_Records for this task_:
┏━━
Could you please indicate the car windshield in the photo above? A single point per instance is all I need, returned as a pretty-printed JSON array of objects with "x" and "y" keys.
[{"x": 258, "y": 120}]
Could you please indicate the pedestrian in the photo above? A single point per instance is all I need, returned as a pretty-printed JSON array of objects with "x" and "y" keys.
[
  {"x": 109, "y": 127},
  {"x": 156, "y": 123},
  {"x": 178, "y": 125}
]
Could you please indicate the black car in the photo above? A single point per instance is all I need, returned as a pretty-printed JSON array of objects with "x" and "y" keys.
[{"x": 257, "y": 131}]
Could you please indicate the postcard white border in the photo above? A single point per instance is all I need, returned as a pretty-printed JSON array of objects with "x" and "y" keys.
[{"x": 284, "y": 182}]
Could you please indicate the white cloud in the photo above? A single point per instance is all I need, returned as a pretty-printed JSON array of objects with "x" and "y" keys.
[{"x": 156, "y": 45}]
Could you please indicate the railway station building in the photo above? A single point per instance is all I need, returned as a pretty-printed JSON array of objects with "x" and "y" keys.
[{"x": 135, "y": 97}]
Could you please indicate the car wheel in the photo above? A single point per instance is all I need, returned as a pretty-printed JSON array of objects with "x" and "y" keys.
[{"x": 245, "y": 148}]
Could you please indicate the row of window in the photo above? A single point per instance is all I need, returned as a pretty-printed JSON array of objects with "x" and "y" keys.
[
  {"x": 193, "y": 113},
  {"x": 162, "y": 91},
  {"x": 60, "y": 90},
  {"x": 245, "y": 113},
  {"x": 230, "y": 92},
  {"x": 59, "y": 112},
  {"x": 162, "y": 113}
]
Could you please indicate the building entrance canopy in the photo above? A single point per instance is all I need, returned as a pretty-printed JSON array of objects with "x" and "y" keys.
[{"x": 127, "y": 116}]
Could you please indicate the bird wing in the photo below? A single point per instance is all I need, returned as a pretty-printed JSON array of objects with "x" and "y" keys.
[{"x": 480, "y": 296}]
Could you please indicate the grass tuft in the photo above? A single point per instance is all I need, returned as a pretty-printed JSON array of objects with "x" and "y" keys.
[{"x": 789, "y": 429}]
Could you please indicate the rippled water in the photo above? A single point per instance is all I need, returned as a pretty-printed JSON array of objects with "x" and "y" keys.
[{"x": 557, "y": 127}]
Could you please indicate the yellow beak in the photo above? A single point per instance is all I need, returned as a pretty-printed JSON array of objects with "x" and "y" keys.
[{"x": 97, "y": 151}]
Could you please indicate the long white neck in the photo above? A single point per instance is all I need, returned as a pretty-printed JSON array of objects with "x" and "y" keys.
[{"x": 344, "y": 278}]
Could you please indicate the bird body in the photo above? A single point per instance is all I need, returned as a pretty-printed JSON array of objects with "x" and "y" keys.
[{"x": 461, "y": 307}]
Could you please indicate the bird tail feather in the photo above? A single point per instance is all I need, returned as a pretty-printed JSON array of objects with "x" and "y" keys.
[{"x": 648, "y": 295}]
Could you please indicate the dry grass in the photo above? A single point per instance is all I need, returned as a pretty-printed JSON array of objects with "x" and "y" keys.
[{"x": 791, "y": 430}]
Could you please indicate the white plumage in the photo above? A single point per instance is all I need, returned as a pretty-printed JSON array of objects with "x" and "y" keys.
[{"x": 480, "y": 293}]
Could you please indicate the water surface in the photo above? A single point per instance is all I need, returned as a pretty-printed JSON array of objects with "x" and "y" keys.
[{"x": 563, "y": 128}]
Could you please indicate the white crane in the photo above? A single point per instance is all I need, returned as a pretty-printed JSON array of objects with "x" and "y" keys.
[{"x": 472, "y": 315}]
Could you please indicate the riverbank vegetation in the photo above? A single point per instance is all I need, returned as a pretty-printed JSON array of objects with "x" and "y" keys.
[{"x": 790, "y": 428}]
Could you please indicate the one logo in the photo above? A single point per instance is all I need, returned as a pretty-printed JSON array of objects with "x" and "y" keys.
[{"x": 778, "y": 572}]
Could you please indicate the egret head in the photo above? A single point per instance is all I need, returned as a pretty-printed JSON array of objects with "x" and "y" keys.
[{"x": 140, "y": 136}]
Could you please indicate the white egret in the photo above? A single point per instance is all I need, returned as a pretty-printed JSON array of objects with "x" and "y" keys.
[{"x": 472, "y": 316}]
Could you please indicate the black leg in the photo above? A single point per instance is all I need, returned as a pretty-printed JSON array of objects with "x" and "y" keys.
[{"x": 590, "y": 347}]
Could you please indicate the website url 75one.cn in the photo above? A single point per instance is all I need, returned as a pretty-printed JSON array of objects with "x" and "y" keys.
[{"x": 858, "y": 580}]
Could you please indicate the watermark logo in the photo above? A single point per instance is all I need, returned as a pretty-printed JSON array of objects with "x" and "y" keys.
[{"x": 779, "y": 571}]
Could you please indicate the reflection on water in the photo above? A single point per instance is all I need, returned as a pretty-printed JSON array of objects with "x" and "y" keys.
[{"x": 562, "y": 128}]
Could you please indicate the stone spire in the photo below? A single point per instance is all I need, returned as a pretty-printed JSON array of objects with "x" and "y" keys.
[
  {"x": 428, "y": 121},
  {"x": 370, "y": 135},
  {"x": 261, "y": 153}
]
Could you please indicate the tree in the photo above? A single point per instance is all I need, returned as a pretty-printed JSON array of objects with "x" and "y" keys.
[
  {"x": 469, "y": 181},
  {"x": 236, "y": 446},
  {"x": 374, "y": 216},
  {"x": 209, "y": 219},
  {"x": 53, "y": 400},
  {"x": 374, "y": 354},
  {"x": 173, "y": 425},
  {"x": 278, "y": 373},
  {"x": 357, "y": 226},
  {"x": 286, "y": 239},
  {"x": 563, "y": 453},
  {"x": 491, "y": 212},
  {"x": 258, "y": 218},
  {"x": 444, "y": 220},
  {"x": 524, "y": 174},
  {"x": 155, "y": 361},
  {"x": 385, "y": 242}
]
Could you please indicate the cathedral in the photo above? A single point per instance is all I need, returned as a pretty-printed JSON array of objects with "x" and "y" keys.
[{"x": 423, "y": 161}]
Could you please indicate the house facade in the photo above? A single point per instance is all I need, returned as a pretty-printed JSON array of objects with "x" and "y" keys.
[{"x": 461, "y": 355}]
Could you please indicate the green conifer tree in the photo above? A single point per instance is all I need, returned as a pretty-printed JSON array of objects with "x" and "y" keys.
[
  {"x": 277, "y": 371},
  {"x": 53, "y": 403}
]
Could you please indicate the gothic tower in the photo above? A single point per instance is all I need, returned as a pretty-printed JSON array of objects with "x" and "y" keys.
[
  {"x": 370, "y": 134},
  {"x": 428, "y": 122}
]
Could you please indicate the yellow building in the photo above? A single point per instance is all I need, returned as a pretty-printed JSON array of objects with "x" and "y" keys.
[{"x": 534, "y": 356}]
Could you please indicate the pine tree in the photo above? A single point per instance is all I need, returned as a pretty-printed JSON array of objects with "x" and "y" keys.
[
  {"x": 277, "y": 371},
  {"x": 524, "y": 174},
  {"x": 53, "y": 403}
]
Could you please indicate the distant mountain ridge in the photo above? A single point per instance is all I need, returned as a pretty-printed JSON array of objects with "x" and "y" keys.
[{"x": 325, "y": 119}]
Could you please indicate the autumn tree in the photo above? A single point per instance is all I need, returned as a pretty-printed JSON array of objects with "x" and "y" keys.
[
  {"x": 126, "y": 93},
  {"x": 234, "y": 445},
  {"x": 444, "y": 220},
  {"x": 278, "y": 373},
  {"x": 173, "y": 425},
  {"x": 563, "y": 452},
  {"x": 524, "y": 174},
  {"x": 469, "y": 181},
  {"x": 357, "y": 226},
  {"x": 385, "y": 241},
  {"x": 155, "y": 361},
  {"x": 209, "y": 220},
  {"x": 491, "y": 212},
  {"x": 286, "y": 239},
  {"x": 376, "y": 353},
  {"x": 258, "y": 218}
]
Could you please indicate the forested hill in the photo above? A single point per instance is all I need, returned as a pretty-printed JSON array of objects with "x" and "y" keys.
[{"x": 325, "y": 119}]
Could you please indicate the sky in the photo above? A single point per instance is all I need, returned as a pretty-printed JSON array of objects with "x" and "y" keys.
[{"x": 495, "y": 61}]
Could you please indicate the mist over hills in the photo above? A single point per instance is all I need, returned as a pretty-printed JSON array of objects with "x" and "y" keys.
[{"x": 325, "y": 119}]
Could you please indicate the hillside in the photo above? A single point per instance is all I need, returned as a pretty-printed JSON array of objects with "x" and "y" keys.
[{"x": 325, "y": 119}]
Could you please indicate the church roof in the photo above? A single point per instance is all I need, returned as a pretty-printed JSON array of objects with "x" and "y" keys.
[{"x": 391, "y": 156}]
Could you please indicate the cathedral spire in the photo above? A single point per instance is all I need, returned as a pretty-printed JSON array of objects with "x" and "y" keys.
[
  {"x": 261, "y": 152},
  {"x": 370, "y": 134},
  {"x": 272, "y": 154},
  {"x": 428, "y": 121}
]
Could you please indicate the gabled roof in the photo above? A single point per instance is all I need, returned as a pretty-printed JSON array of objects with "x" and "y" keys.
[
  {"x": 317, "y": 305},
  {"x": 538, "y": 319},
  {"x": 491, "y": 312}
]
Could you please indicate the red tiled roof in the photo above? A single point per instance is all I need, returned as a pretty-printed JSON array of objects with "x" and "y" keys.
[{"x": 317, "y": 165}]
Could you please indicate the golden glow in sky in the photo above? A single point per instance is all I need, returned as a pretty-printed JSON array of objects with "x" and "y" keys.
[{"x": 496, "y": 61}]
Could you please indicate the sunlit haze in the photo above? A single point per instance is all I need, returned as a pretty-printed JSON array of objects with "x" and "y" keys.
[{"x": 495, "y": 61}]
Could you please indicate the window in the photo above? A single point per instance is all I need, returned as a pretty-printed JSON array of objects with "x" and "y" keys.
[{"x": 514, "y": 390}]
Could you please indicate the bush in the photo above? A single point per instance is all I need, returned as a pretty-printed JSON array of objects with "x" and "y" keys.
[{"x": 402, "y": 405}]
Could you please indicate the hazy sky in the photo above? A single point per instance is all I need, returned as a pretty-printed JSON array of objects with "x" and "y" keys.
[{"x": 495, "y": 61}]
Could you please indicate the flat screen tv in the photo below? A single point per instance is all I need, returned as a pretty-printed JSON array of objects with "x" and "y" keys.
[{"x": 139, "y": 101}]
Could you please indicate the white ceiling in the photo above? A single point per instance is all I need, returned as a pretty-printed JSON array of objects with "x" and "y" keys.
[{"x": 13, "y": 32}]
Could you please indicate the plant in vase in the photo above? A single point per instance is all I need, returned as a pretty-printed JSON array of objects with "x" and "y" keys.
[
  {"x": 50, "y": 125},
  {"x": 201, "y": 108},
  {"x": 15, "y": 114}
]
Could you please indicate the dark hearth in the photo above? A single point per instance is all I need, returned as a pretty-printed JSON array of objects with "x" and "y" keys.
┗━━
_Task directions_: Quote, without any change, each line from the one that contains "Could you please indicate the bush" through the end of the material.

_Task result_:
Could you please indicate the bush in the photo above? A single point per instance is all I need, returned as a pretty-printed JSON array of objects with "x" and "y" keys.
[{"x": 402, "y": 405}]
Could you please indicate the hazy sky in the photo above? A single point per instance is all I need, returned as a pretty-printed JSON array of objects with "x" and "y" keys.
[{"x": 495, "y": 61}]
Could you please indicate the flat screen tv in the photo below? A single point per instance is all I need, returned as a pretty-printed JSON array of objects with "x" and "y" keys.
[{"x": 139, "y": 101}]
Could you please indicate the white ceiling in the photo above? A single point per instance is all I need, returned as a pretty-printed JSON array of objects with "x" and "y" keys.
[{"x": 13, "y": 32}]
Could you please indicate the plant in vase in the photo above? A single point per instance is all I need, returned as a pretty-printed JSON array of objects with "x" and "y" keys.
[
  {"x": 50, "y": 125},
  {"x": 201, "y": 108},
  {"x": 15, "y": 114}
]
Could you please indicate the dark hearth in the photo above? A single point per instance is all I need, returned as a pretty-printed JSON array of objects with "x" and "y" keys.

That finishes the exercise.